Data records:
□ □ □ □

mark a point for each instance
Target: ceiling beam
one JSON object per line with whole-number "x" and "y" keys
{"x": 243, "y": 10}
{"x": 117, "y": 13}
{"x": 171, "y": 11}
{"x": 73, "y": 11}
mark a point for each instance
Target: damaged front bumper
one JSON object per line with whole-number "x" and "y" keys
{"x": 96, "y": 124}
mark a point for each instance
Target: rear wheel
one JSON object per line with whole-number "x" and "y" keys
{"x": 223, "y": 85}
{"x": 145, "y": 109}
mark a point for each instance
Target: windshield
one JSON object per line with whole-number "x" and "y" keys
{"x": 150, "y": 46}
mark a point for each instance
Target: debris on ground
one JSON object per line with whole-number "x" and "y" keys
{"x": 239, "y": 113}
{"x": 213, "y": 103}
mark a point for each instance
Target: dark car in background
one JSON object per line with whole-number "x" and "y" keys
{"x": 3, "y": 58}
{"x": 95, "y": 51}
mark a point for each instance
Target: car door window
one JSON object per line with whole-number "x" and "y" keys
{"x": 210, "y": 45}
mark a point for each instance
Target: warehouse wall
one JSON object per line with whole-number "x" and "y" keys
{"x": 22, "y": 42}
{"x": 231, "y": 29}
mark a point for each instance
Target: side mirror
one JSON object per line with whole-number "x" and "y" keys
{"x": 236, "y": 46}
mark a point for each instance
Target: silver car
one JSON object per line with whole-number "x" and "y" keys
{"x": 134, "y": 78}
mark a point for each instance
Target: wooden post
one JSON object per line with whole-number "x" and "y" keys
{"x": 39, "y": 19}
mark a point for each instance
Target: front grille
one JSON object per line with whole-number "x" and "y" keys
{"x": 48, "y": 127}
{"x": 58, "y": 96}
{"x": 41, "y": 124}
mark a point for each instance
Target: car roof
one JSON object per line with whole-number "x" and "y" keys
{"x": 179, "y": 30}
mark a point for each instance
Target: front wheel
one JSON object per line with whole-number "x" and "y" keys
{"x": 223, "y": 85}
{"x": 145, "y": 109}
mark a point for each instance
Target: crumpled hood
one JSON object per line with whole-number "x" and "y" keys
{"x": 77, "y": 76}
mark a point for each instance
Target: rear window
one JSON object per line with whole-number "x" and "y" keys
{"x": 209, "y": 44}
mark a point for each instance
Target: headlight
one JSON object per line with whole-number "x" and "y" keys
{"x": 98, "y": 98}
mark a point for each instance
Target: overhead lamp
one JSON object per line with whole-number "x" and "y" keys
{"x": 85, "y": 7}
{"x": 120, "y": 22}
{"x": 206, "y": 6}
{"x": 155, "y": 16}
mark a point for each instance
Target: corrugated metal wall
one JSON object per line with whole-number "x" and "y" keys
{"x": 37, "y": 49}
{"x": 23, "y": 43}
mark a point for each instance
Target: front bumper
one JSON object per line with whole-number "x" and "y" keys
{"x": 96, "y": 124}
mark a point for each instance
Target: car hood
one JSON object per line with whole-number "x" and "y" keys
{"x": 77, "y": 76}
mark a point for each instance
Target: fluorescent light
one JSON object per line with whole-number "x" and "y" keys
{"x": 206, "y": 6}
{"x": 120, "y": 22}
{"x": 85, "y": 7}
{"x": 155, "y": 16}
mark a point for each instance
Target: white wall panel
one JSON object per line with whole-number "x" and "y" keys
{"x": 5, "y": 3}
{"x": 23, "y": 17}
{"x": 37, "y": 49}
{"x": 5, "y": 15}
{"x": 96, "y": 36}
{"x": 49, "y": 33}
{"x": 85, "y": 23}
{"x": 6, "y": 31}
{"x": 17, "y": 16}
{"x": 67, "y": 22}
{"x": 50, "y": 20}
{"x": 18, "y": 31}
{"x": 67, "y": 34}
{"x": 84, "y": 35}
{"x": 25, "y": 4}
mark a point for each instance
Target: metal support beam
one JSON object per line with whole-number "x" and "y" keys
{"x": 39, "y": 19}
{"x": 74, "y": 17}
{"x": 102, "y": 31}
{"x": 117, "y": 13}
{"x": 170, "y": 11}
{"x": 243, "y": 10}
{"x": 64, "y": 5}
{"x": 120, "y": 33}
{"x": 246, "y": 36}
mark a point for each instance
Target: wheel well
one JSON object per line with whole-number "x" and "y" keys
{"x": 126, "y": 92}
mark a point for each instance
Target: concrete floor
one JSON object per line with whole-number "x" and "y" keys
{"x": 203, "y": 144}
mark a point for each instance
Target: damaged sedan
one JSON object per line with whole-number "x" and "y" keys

□ □ □ □

Do this: Restate the listing above word for word.

Answer to the exercise:
mark a point for each instance
Target: ceiling beam
one JSON object per line with whole-number "x" and "y" keys
{"x": 243, "y": 10}
{"x": 117, "y": 13}
{"x": 171, "y": 11}
{"x": 73, "y": 11}
mark a point for each instance
Target: damaged front bumper
one JSON object per line with whole-number "x" and "y" keys
{"x": 96, "y": 124}
mark a point for each instance
Target: rear wheel
one JSON object per line with whole-number "x" and "y" keys
{"x": 223, "y": 85}
{"x": 145, "y": 109}
mark a point for each instance
Target: windshield
one JSON object per line with whole-number "x" and "y" keys
{"x": 150, "y": 46}
mark a point for each instance
Target: debris on ground
one JSON object per line with whole-number "x" and "y" keys
{"x": 239, "y": 113}
{"x": 213, "y": 103}
mark a point for each instance
Target: dark car in background
one JSON object per line with whole-number "x" and "y" keys
{"x": 3, "y": 58}
{"x": 95, "y": 51}
mark a point for each instance
Target: car door window
one JSON object per line with whole-number "x" and "y" keys
{"x": 210, "y": 45}
mark a point for each instance
Target: warehouse wall
one JSON object per line with whole-number "x" and "y" keys
{"x": 22, "y": 42}
{"x": 231, "y": 29}
mark a point for each instance
Target: side mirror
one JSON object per line with whole-number "x" and "y" keys
{"x": 236, "y": 46}
mark a point for each instance
Target: silver car
one JSON object per line with whole-number "x" and "y" keys
{"x": 134, "y": 78}
mark a point for each instance
Target: wooden post
one JSON object per line with whole-number "x" and "y" keys
{"x": 39, "y": 19}
mark a point for each instance
Target: front grille
one JSON object per line with whole-number "x" and "y" keys
{"x": 48, "y": 127}
{"x": 58, "y": 96}
{"x": 41, "y": 124}
mark a point for each instance
Target: car roof
one JSON object per line with whole-number "x" and "y" keys
{"x": 179, "y": 30}
mark a point for each instance
Target: front wheel
one JSON object per line with whole-number "x" and "y" keys
{"x": 223, "y": 85}
{"x": 145, "y": 109}
mark a point for each instance
Target: crumpled hood
one JSON object per line with whole-number "x" and "y" keys
{"x": 77, "y": 76}
mark a point for each instance
Target: rear window
one JSON object per line with whole-number "x" and "y" keys
{"x": 209, "y": 44}
mark a point for each instance
Target: headlight
one JSON object per line with whole-number "x" and "y" keys
{"x": 98, "y": 98}
mark a point for each instance
Target: overhead lamp
one JSON object per line with whole-number "x" and "y" keys
{"x": 85, "y": 7}
{"x": 120, "y": 22}
{"x": 206, "y": 6}
{"x": 155, "y": 16}
mark a point for each instance
Target: corrugated metal wall
one JSON object per line with whole-number "x" and "y" keys
{"x": 37, "y": 49}
{"x": 23, "y": 43}
mark a point for each instance
Target: front bumper
one JSON object per line with whole-number "x" and "y" keys
{"x": 96, "y": 124}
mark a point for each instance
Target: car hood
one JSON object per line with whole-number "x" and "y" keys
{"x": 77, "y": 76}
mark a point for each instance
Target: fluorescent light
one JSON object per line with whole-number "x" and "y" keys
{"x": 206, "y": 6}
{"x": 120, "y": 22}
{"x": 85, "y": 7}
{"x": 155, "y": 16}
mark a point for each instance
Target: white wall panel
one JSON object per line with whole-number "x" and "y" keys
{"x": 5, "y": 3}
{"x": 23, "y": 17}
{"x": 37, "y": 49}
{"x": 5, "y": 15}
{"x": 96, "y": 36}
{"x": 49, "y": 33}
{"x": 85, "y": 23}
{"x": 6, "y": 31}
{"x": 17, "y": 16}
{"x": 67, "y": 22}
{"x": 50, "y": 20}
{"x": 18, "y": 31}
{"x": 67, "y": 34}
{"x": 84, "y": 35}
{"x": 25, "y": 4}
mark a point for each instance
Target: metal support beam
one JSON object per line with whole-number "x" and "y" keys
{"x": 39, "y": 19}
{"x": 74, "y": 17}
{"x": 102, "y": 31}
{"x": 117, "y": 13}
{"x": 170, "y": 11}
{"x": 243, "y": 10}
{"x": 64, "y": 5}
{"x": 120, "y": 33}
{"x": 246, "y": 36}
mark a point for each instance
Target: wheel well
one JSON object per line with whole-number "x" and "y" keys
{"x": 126, "y": 92}
mark a point for each instance
Target: concrete floor
one JSON object per line with whole-number "x" and "y" keys
{"x": 203, "y": 144}
mark a point for each instance
Target: damaged sedan
one JSON object per line with whole-number "x" and "y" keys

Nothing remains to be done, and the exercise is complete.